• YOUR TASKS:
A – In the forum thread below, how many years has the first poster been married?
B – Write out, word for word, the stretch of the forum thread below from "To make a long" through "him somehow someday.".
-- START OF TEXT BLOCK --
# So disappointed in husband



## sixtieschic

I'm new here. I thought I was "relatively" happily married. My husband and I get along fine, we do things together, we have a lot in common ... we've always had a problem with intimacy. I want it, he doesn't. After 21 years of marriage to this man, I've learned to live with it. 

Tonight I think I turned a corner. I'm afraid of what I'm feeling - like that last straw was just too much for this old camel. 

To make a long story short, a neighbor that we've had some troubles with came to our door tonight and really told me off and threatened me. My husband saw him coming and high-tailed it to the garage, basically throwing me to the wolves. After it was all over with I asked him why the heck he didn't stick around and defend me. He said "You know I don't like confrontation." 

I told him how much this hurt and he said he was sorry. I just can't stop thinking about it. I can't stop thinking of all the times he has left me to fend for myself in situations like this, when we should be together, supporting each other. I can't stop thinking about all the battles I have taken up for him over the years. I can't stop thinking about a whole lot of things...

Tell me I'm going to get over this. Tell me I'll feel like I can count on him. Tell me I'll respect him somehow someday.


----------



## cheewagacheewaga

No offense, but sounds like you married a wuss. Unfortunately I have no solutions, but just wanted to state that.
-- END OF TEXT BLOCK --
-- START OF DATASET CONTENT --
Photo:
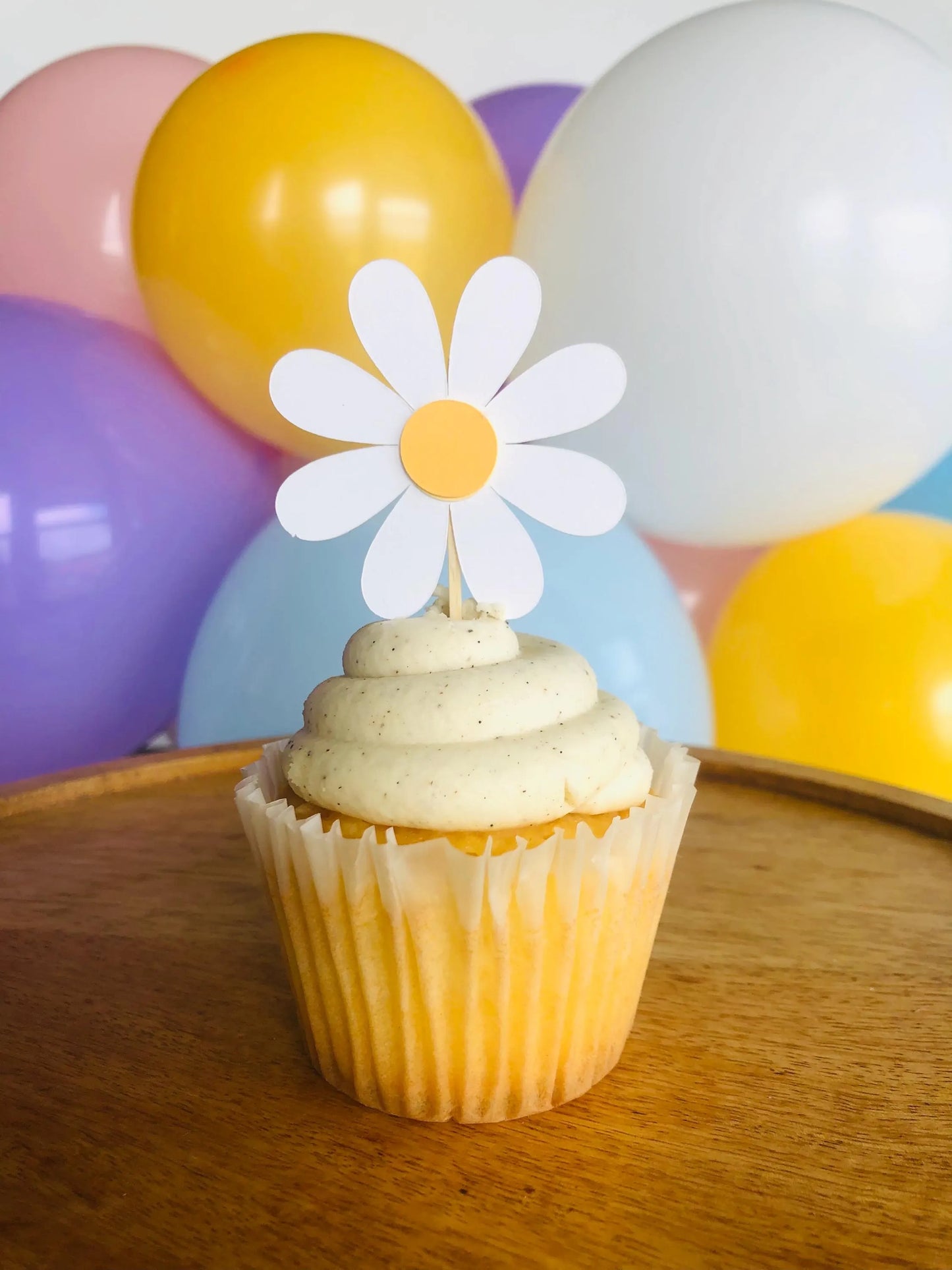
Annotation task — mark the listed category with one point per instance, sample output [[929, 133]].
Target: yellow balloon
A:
-- END OF DATASET CONTENT --
• RESPONSES BY TASK:
A – 21 years.

B –
To make a long story short, a neighbor that we've had some troubles with came to our door tonight and really told me off and threatened me. My husband saw him coming and high-tailed it to the garage, basically throwing me to the wolves. After it was all over with I asked him why the heck he didn't stick around and defend me. He said "You know I don't like confrontation." 

I told him how much this hurt and he said he was sorry. I just can't stop thinking about it. I can't stop thinking of all the times he has left me to fend for myself in situations like this, when we should be together, supporting each other. I can't stop thinking about all the battles I have taken up for him over the years. I can't stop thinking about a whole lot of things...

Tell me I'm going to get over this. Tell me I'll feel like I can count on him. Tell me I'll respect him somehow someday.